Leave the pictures out. Return all other data exactly.

start MATERIAL TO PROCESS

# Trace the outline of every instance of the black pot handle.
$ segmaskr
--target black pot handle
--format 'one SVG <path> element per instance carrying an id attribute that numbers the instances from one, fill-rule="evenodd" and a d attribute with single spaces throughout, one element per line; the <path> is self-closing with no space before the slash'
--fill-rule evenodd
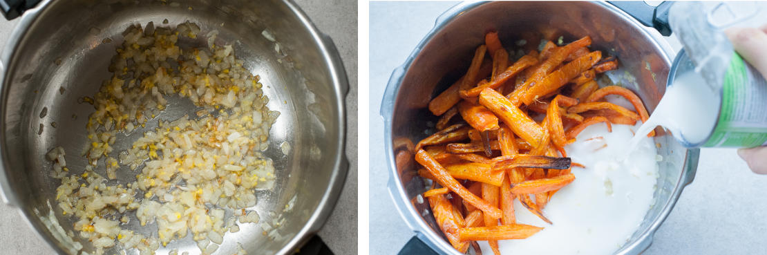
<path id="1" fill-rule="evenodd" d="M 402 250 L 400 250 L 400 253 L 397 253 L 397 255 L 413 254 L 439 255 L 439 253 L 437 253 L 434 251 L 434 250 L 432 250 L 432 248 L 428 245 L 423 243 L 423 241 L 418 239 L 418 237 L 413 237 L 413 238 L 410 238 L 410 240 L 407 241 L 407 243 L 405 243 L 405 247 L 402 247 Z"/>
<path id="2" fill-rule="evenodd" d="M 41 0 L 0 0 L 0 12 L 5 19 L 12 20 L 21 16 L 25 11 L 37 5 Z"/>
<path id="3" fill-rule="evenodd" d="M 626 12 L 642 25 L 655 28 L 660 32 L 660 35 L 671 35 L 669 9 L 673 4 L 673 2 L 664 1 L 656 7 L 646 4 L 644 1 L 607 1 L 607 2 Z"/>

end MATERIAL TO PROCESS

§ COMPLETE RESPONSE:
# Trace the outline of every instance of the black pot handle.
$ segmaskr
--target black pot handle
--format 'one SVG <path> element per instance carrying an id attribute that numbers the instances from one, fill-rule="evenodd" and a d attribute with single spaces throughout, one element per line; the <path> is self-closing with no space before the slash'
--fill-rule evenodd
<path id="1" fill-rule="evenodd" d="M 402 250 L 400 250 L 400 253 L 397 253 L 397 255 L 413 254 L 439 255 L 439 253 L 437 253 L 434 251 L 434 250 L 432 250 L 432 248 L 428 245 L 423 243 L 423 241 L 418 239 L 418 237 L 413 237 L 413 238 L 410 238 L 410 240 L 407 241 L 407 243 L 405 243 L 405 247 L 402 247 Z"/>
<path id="2" fill-rule="evenodd" d="M 41 0 L 0 0 L 0 12 L 5 19 L 12 20 L 21 16 L 25 11 L 37 5 Z"/>
<path id="3" fill-rule="evenodd" d="M 626 12 L 642 25 L 655 28 L 660 32 L 660 35 L 671 35 L 669 9 L 673 4 L 673 2 L 664 1 L 656 7 L 646 4 L 644 1 L 607 1 L 607 2 Z"/>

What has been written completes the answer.